_SCHRIFTLICHE ANWEISUNG 1:_ Wie lauten die Zeilen der Auflistung, beginnend mit der Zeile, die „If you could mark the dried“ enthält, und endend mit der Zeile, die „(1000, 744)“ enthält, wenn du darin „dried“ in „withered“ änderst? Gib nur diese Zeilen wieder und lass alles andere unverändert.

Nachdem am 24.04.1918 der deutsche Botschafter in Russland, Graf Mirbach und mit ihm die Hauptkommission für den Gefangenenaustausch und die Fürsorge für die Gefangenen in Moskau eingetroffen waren, konnten am 27. April die Verhandlungen der gemischten Kommission beginnen [10].

Die Gespräche betrafen in erster Linie den Modus des Austausches: Die russische Delegation schlug einen proportionalen Austausch vor, während die deutsche Seite auf dem Prinzip‚ Kopf um Kopf‘ beharrte.

Am 8.05.1918 fand die fünfte Sitzung statt. Es wurde unter anderem der deutsche Vorschlag diskutiert, die deutschen und türkischen Gefangenen von den anderen zu trennen [11].

Am 13.05.1918 trat die Kommission zu ihrer zehnten Sitzung zusammen.

Auf der Tagesordnung stand die Proportionalität des Austausches der Kriegsgefangenen.

Der Russe Gillerson bemerkte, dass die Würde Russlands es nicht zulasse, dass seine Bürger in Deutschland in der Stellung von Kriegsgefangenen blieben, wenn die Untertanen Deutschlands schon heimgekehrt seien.

Praktisch solle ihre Arbeit zur Aufstellung einer Zeitspanne führen, im Verlaufe derer der Austausch der Gefangenen vollständig beendet sein müsse.

_ZEILEN:_
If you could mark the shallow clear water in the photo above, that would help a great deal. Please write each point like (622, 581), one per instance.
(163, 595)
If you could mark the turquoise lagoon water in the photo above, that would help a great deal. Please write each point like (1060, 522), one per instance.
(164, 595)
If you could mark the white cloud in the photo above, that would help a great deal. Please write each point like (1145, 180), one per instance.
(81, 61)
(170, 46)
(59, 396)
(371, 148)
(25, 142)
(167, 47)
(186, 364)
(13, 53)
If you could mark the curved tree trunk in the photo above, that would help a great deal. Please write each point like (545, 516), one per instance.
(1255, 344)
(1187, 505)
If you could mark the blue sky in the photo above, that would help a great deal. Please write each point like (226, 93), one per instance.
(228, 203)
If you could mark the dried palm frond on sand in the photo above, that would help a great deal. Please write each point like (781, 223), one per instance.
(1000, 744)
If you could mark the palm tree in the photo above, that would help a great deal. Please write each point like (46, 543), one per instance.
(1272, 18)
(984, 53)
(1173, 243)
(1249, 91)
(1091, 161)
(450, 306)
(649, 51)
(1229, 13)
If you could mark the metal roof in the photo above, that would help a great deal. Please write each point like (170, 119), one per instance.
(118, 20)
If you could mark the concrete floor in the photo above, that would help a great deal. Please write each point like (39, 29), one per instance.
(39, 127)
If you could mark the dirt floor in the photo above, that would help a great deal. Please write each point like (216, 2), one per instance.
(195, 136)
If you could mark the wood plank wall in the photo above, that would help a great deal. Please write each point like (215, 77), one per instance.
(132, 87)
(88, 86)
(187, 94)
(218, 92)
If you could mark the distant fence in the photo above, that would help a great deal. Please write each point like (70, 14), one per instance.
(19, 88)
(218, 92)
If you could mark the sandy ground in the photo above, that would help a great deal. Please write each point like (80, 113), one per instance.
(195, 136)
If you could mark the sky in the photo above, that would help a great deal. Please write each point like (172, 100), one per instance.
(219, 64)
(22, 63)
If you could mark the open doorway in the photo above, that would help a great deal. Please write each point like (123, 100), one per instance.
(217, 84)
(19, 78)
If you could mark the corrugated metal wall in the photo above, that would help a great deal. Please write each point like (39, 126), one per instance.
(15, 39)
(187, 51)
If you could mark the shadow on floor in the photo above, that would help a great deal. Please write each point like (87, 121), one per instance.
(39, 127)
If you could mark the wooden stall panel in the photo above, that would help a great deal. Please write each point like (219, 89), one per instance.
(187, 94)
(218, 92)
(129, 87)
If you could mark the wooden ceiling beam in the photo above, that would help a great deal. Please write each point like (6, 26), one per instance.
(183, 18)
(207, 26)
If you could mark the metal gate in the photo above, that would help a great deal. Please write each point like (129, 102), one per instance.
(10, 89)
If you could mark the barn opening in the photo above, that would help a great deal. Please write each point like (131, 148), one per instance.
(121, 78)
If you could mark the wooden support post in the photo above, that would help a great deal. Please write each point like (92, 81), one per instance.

_SCHRIFTLICHE ANWEISUNG 2:_ Auf welchem Prinzip beharrte die deutsche Seite laut dem Text zum Gefangenenaustausch beim Modus des Austausches?

_SCHRIFTLICHE ANTWORT 1:_
If you could mark the withered palm frond on sand in the photo above, that would help a great deal. Please write each point like (781, 223), one per instance.
(1000, 744)

_SCHRIFTLICHE ANTWORT 2:_ Auf dem Prinzip ‚Kopf um Kopf‘.